BEGIN GIVEN ENTRIES
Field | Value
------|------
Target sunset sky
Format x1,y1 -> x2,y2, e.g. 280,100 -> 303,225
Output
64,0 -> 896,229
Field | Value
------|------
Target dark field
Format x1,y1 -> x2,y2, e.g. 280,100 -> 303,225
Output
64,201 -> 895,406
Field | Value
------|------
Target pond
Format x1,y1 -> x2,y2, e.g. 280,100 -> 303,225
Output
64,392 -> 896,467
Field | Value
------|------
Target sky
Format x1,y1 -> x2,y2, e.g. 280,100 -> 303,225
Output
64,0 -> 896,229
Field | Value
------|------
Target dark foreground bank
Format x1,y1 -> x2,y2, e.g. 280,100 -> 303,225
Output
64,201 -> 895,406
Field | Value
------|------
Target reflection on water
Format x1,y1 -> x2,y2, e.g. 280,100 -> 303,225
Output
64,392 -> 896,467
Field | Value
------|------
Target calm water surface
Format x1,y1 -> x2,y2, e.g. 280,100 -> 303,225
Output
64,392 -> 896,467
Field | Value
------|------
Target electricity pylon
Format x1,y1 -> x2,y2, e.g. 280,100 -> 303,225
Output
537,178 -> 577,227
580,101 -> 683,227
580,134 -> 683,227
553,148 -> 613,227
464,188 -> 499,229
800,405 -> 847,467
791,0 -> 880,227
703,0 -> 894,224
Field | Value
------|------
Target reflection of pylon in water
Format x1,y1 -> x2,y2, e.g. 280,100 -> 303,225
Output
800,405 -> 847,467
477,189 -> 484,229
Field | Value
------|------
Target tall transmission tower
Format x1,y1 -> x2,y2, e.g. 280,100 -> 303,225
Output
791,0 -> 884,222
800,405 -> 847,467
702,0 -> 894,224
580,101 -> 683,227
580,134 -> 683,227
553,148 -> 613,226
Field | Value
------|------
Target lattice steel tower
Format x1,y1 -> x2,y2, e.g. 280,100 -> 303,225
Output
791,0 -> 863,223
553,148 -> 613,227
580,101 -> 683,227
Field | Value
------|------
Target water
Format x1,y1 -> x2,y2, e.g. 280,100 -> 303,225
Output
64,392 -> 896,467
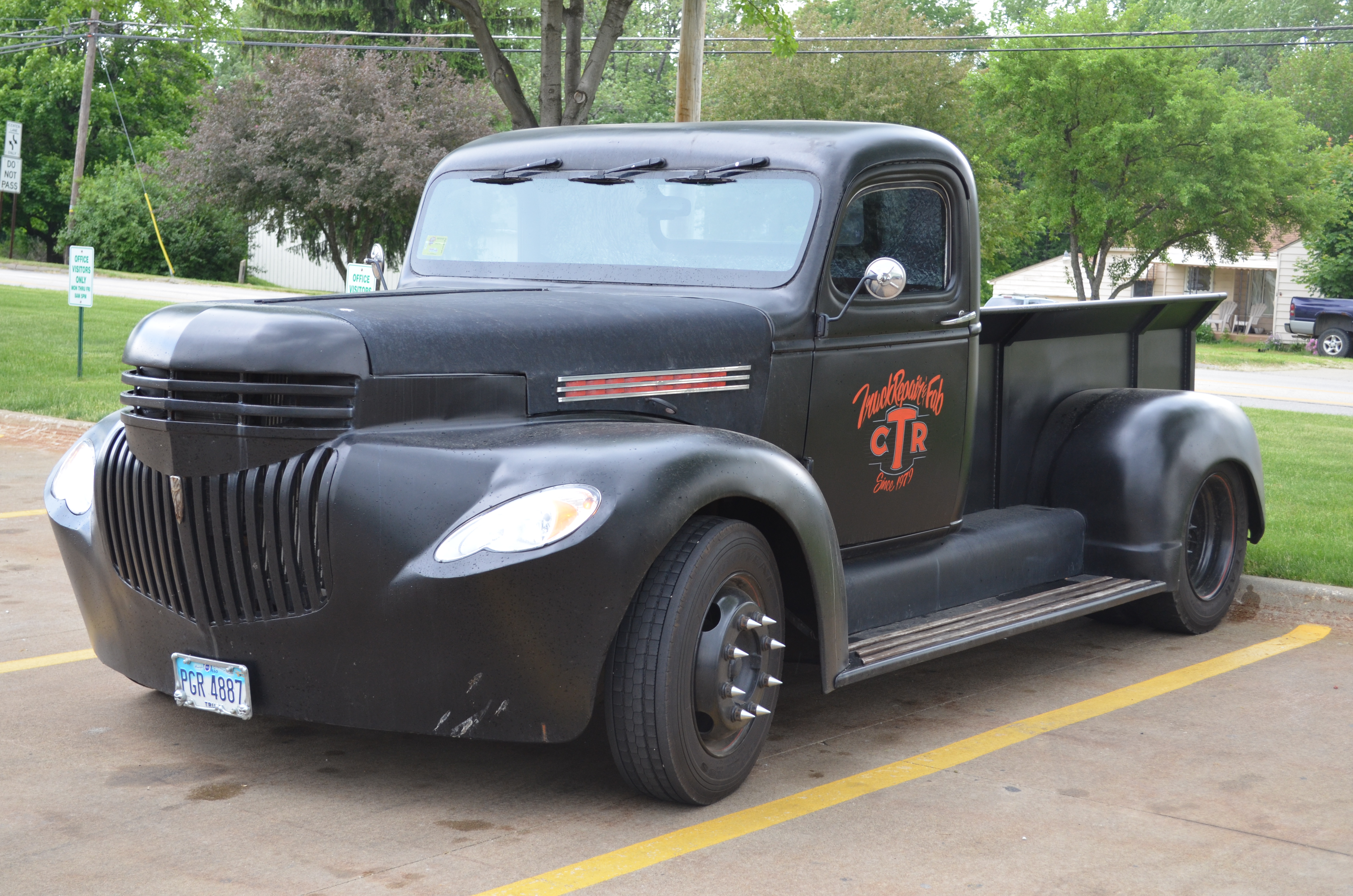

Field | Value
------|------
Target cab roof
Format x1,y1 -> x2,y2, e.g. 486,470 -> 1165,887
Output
432,122 -> 971,197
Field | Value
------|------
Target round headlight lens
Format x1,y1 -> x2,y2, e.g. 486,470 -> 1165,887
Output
51,441 -> 93,516
433,486 -> 601,563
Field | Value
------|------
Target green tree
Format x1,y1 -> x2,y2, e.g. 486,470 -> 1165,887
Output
0,0 -> 229,261
973,3 -> 1323,306
1269,46 -> 1353,144
1300,141 -> 1353,298
168,49 -> 498,276
60,161 -> 249,280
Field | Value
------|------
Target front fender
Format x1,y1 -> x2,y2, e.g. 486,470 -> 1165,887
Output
326,421 -> 846,740
1028,388 -> 1264,589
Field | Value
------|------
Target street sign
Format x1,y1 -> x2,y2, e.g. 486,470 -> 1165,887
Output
348,264 -> 376,292
0,156 -> 23,194
66,246 -> 93,309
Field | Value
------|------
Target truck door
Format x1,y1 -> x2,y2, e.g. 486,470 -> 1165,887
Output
804,169 -> 978,547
END GIVEN ENTRIES
→ INSTRUCTIONS FOR THE TASK: Output all of the items above as a two-column CSV with the header columns "item" and "boxes", one row per item, placing each item's text and its answer in a single quoted field with line breaks replaced by spaces. Leave the pictures out.

→ SOLUTION:
item,boxes
"Field | Value ------|------ Target sunset sky Format x1,y1 -> x2,y2, e.g. 280,100 -> 303,225 Output","64,0 -> 896,229"
"Field | Value ------|------ Target dark field Format x1,y1 -> x2,y2, e.g. 280,100 -> 303,225 Output","64,201 -> 895,406"
"Field | Value ------|------ Target pond Format x1,y1 -> x2,y2, e.g. 280,100 -> 303,225 Output","64,392 -> 896,467"
"Field | Value ------|------ Target sky Format x1,y1 -> x2,y2, e.g. 280,100 -> 303,225 Output","64,0 -> 896,229"
"Field | Value ------|------ Target dark foreground bank Format x1,y1 -> x2,y2, e.g. 280,100 -> 303,225 Output","64,201 -> 895,406"
"Field | Value ------|------ Target reflection on water Format x1,y1 -> x2,y2, e.g. 280,100 -> 303,225 Output","64,392 -> 896,467"
"Field | Value ------|------ Target calm water surface Format x1,y1 -> x2,y2, e.g. 280,100 -> 303,225 Output","64,392 -> 896,467"
"Field | Value ------|------ Target electricity pylon Format x1,y1 -> x2,y2, e.g. 280,100 -> 303,225 Output","537,178 -> 577,227 580,101 -> 683,227 580,134 -> 683,227 553,148 -> 613,227 464,188 -> 499,229 800,405 -> 847,467 791,0 -> 880,227 703,0 -> 894,224"
"Field | Value ------|------ Target reflection of pylon in water Format x1,y1 -> x2,y2, e.g. 280,100 -> 303,225 Output","800,405 -> 847,467 477,189 -> 484,229"
"Field | Value ------|------ Target tall transmission tower Format x1,y1 -> x2,y2, e.g. 280,100 -> 303,225 Output","791,0 -> 884,222 800,405 -> 847,467 702,0 -> 894,224 580,101 -> 683,227 580,134 -> 683,227 553,148 -> 613,226"
"Field | Value ------|------ Target lattice steel tower Format x1,y1 -> x2,y2, e.g. 280,100 -> 303,225 Output","791,0 -> 863,223 553,148 -> 613,227 580,101 -> 683,227"
"Field | Value ------|------ Target water Format x1,y1 -> x2,y2, e.g. 280,100 -> 303,225 Output","64,392 -> 896,467"
"Field | Value ------|------ Target cab roof Format x1,y1 -> x2,y2, e.g. 486,470 -> 1165,887 Output","432,122 -> 971,197"
"Field | Value ------|------ Target round headlight lens Format x1,y1 -> x2,y2, e.g. 486,470 -> 1165,887 Output","51,441 -> 93,516 433,486 -> 601,563"
"Field | Value ------|------ Target green tree Format x1,y1 -> x2,y2, e.g. 486,470 -> 1165,887 Output","0,0 -> 229,261 973,3 -> 1323,306 1269,46 -> 1353,144 1300,141 -> 1353,298 168,49 -> 498,276 60,161 -> 249,280"
"Field | Value ------|------ Target front fender Format x1,y1 -> x2,y2, e.g. 486,470 -> 1165,887 Output","326,421 -> 846,740 1028,388 -> 1264,589"
"Field | Value ------|------ Target street sign Format x1,y1 -> x2,y2, e.g. 486,470 -> 1165,887 Output","348,264 -> 376,292 0,156 -> 23,194 66,246 -> 93,309"
"Field | Value ------|------ Target truck door Format x1,y1 -> x2,y2, e.g. 486,470 -> 1165,887 Output","804,169 -> 978,547"